Begin
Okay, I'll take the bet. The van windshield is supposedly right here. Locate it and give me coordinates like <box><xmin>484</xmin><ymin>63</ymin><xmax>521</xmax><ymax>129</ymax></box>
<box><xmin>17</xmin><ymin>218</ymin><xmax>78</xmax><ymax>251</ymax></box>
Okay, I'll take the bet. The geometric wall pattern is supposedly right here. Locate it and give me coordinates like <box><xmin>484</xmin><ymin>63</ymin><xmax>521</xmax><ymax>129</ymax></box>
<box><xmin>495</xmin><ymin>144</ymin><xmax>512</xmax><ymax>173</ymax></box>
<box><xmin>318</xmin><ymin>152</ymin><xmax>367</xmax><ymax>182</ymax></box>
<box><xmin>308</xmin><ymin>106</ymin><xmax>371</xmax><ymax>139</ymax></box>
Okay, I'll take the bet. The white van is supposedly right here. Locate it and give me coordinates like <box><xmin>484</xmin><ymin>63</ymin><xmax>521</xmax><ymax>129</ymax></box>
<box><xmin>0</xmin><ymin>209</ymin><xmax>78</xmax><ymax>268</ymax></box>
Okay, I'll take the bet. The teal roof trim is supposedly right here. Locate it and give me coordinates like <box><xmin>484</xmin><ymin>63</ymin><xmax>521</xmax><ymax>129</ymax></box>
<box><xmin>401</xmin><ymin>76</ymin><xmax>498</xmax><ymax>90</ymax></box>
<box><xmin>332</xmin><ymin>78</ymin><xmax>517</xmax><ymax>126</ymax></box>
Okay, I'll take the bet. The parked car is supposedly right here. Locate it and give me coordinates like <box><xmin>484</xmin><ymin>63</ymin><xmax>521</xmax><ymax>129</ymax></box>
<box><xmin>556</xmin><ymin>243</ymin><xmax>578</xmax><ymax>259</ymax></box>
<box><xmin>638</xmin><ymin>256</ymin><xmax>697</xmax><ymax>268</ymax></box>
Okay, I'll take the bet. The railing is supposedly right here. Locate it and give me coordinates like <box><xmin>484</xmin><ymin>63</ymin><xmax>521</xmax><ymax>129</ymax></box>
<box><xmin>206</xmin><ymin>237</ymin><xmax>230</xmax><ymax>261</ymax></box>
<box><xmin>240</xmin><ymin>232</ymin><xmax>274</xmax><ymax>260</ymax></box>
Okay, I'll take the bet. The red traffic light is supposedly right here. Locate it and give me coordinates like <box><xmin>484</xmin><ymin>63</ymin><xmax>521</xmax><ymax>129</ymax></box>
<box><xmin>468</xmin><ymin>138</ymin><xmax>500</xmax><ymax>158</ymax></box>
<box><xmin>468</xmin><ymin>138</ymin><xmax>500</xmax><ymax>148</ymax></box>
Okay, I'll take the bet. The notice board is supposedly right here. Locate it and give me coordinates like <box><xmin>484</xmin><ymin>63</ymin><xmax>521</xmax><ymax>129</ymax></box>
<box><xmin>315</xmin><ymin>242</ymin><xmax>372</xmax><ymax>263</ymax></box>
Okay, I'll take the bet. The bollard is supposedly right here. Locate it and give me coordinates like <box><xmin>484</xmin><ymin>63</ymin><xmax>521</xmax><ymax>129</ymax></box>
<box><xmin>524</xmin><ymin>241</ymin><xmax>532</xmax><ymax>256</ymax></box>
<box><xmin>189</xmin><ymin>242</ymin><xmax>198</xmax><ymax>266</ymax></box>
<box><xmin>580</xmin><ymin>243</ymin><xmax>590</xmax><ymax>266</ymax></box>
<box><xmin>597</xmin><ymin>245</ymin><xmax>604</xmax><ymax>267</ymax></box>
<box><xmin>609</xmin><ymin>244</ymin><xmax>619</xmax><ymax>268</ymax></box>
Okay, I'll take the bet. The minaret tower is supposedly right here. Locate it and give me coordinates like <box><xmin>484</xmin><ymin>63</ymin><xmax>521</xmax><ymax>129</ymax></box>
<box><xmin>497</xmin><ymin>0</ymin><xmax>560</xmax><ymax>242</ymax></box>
End
> **Stated task**: Reproduce every line from the one containing "Okay, I'll take the bet. The minaret" through the end of the items, inclusive. Leave each request unchanged, including its sample coordinates, and multiply every bounding-box coordinate in the answers by 1.5, rounding to whole numbers with halves rounded up.

> **In response**:
Okay, I'll take the bet. The minaret tower is supposedly right here. Locate it and give me coordinates like <box><xmin>484</xmin><ymin>63</ymin><xmax>521</xmax><ymax>129</ymax></box>
<box><xmin>746</xmin><ymin>0</ymin><xmax>840</xmax><ymax>363</ymax></box>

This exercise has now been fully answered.